- Provided passage -
________________
Commander of the Yangon Command
- Incumbent
- Assumed office April 2023
- Leader: Min Aung Hlaing

Commander of the Naypyidaw Command
- In office 25 August 2021 – March 2023
- Leader: Min Aung Hlaing
- Succeeded by: Wai Lin

Commandant of the Defence Services Academy
- In office 25 July 2020 – 28 August 2021
- Preceded by: Htin Latt Oo
- Succeeded by: Zaw Min Latt

Personal details
- Born: c. 1974–1975 Burma (now Myanmar)
- Parent: Thein Aung (father);
- Alma mater: Defence Services Academy

Military service
- Allegiance: Myanmar
- Branch/service: Myanmar Army
- Rank: Major General

= Zaw Hein =

Burmese army officer

Major General Zaw Hein (ဇော်ဟိန်း, born c. 1974–1975) (BC - 28089), is a Burmese military officer and current commander of the Yangon Command.

== Military career ==
Zaw Hein graduated from the 38th batch of the Defence Services Academy. He was appointed commander of the Naypyidaw Command on 25 August 2021. In March 2022, he was sanctioned by the American government for committing military atrocities and abuses in the aftermath of the 2021 Myanmar coup d'état.
________________
- Material -
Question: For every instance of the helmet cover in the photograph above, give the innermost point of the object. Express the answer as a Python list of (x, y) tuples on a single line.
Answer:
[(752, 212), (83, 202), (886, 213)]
________________
- Exercise instructions -
1. From the Zaw Hein article, extract the portion that begins at the words "Burmese army officer" and ends after "Myanmar coup d'état.".
2. Using the Zaw Hein article, answer each question briefly:
(a) Who preceded Zaw Hein as Commandant of the Defence Services Academy?
(b) From which batch of the Defence Services Academy did he graduate?
(c) Who succeeded him as commander of the Naypyidaw Command?

- Problem solutions -
1.
Burmese army officer

Major General Zaw Hein (ဇော်ဟိန်း, born c. 1974–1975) (BC - 28089), is a Burmese military officer and current commander of the Yangon Command.

== Military career ==
Zaw Hein graduated from the 38th batch of the Defence Services Academy. He was appointed commander of the Naypyidaw Command on 25 August 2021. In March 2022, he was sanctioned by the American government for committing military atrocities and abuses in the aftermath of the 2021 Myanmar coup d'état.

2.
(a) Htin Latt Oo
(b) The 38th batch
(c) Wai Lin